What you will do:
Starting with the first line and ending with the last, transcribe the data exactly.

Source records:
§ §

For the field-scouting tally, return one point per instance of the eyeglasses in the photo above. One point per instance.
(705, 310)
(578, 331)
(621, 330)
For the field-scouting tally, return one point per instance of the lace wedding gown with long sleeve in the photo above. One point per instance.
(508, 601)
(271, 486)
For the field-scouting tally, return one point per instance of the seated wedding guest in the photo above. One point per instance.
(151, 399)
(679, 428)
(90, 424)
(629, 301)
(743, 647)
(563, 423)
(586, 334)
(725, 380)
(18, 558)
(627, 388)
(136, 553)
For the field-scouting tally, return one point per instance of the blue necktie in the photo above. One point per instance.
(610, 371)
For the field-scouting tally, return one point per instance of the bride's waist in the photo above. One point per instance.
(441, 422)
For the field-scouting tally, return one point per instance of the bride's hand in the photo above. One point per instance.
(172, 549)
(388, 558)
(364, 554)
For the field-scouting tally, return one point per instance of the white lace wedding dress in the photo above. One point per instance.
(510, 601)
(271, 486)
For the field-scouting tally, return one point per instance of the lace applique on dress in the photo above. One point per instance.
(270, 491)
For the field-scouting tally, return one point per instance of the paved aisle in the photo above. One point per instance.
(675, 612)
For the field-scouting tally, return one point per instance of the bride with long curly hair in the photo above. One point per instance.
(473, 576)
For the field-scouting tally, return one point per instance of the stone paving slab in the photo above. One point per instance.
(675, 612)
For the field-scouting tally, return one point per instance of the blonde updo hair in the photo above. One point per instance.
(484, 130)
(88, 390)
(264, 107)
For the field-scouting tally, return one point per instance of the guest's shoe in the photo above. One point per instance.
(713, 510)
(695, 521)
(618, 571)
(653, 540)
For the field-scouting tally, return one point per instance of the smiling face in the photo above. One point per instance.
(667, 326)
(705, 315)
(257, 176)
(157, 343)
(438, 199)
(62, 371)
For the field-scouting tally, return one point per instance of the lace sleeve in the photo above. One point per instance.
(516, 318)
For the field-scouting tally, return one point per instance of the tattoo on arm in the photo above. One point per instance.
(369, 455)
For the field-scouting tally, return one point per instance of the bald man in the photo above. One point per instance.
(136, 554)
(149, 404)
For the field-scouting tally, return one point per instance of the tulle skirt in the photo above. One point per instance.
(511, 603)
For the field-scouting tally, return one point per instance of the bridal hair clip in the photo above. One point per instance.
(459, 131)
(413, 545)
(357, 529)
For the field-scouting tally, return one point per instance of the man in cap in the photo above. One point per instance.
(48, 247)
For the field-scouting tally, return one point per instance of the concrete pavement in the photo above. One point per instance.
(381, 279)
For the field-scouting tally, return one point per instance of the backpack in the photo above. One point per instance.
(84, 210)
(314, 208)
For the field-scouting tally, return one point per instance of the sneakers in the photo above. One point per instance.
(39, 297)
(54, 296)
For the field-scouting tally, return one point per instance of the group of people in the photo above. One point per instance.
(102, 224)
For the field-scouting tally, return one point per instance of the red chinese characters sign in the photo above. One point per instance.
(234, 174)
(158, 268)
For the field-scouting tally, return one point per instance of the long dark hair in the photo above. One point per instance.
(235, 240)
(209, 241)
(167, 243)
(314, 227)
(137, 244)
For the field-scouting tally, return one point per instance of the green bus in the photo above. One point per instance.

§ §

Exercise result:
For the field-scouting tally, return one point per instance of the eyeglasses in the photo above. One point per instance.
(705, 310)
(578, 331)
(621, 330)
For the field-scouting tally, return one point per instance of the lace wedding gown with long sleeve in the photo above. One point per instance.
(508, 601)
(271, 486)
For the field-scouting tally, return one point per instance of the seated wedding guest in the photo above. One point per instance.
(151, 399)
(679, 428)
(90, 424)
(629, 301)
(743, 647)
(563, 423)
(586, 334)
(725, 380)
(18, 558)
(627, 388)
(136, 553)
For the field-scouting tally, return one point per instance of the blue necktie in the photo above. One point per instance.
(610, 371)
For the field-scouting tally, return one point per instance of the bride's waist in the photo above. One point per instance.
(441, 422)
For the field-scouting tally, return one point per instance of the bride's hand in the photo above. One point per instance.
(172, 549)
(388, 558)
(364, 554)
For the field-scouting tally, return one point per instance of the white lace wedding dress in the photo above. One point per instance.
(510, 601)
(271, 486)
For the field-scouting tally, return one point per instance of the lace applique on dress in the photo above. One point per instance.
(270, 491)
For the field-scouting tally, return one point per instance of the paved aisle in the photo above. One point per instance.
(675, 612)
For the field-scouting tally, return one point per instance of the bride with long curly hair in the photo above. One point per instance.
(473, 576)
For the field-scouting tally, return one point per instance of the stone paving slab in the photo above. One point per instance.
(675, 612)
For the field-scouting tally, return one point per instance of the blonde updo hair in the photo above. One point per instance.
(484, 130)
(88, 390)
(264, 107)
For the field-scouting tally, return one point per instance of the guest's shoe in the photo above. One point per instance.
(713, 510)
(695, 521)
(618, 571)
(653, 540)
For the field-scouting tally, return one point per instance of the smiling face in the photo above. One point per instance.
(667, 326)
(705, 315)
(257, 176)
(157, 343)
(438, 199)
(62, 371)
For the field-scouting tally, return one point per instance of the lace sleeve in the photo above. One point per instance.
(516, 318)
For the field-scouting tally, return one point per instance of the tattoo on arm in the photo above. One point per instance.
(369, 455)
For the field-scouting tally, return one point per instance of the bald man in the photo above. One point per instance.
(136, 554)
(149, 404)
For the field-scouting tally, return one point per instance of the tulle skirt in the photo above. One point per instance.
(511, 603)
For the field-scouting tally, return one point per instance of the bridal hair clip in the photo above. One point per instance.
(459, 131)
(413, 545)
(357, 529)
For the field-scouting tally, return one point per instance of the man in cap in the photo above. One point per instance.
(48, 247)
For the field-scouting tally, return one point per instance of the concrete pavement in the photo above. One point per instance.
(381, 279)
For the field-scouting tally, return one point per instance of the backpack in the photo above. One point per instance.
(84, 210)
(314, 208)
For the field-scouting tally, return one point per instance of the sneakers in the photo above. One point per instance.
(39, 297)
(54, 296)
For the field-scouting tally, return one point per instance of the group of people in the photo above. One point per instance.
(102, 224)
For the field-scouting tally, return one point per instance of the red chinese characters sign in the photo above. One point per instance.
(234, 174)
(158, 268)
For the field-scouting tally, return one point per instance of the long dark hair in the photo above. One point per instance.
(235, 240)
(209, 241)
(167, 243)
(314, 227)
(137, 244)
For the field-scouting tally, return one point per instance of the green bus in the photo above. One point per instance.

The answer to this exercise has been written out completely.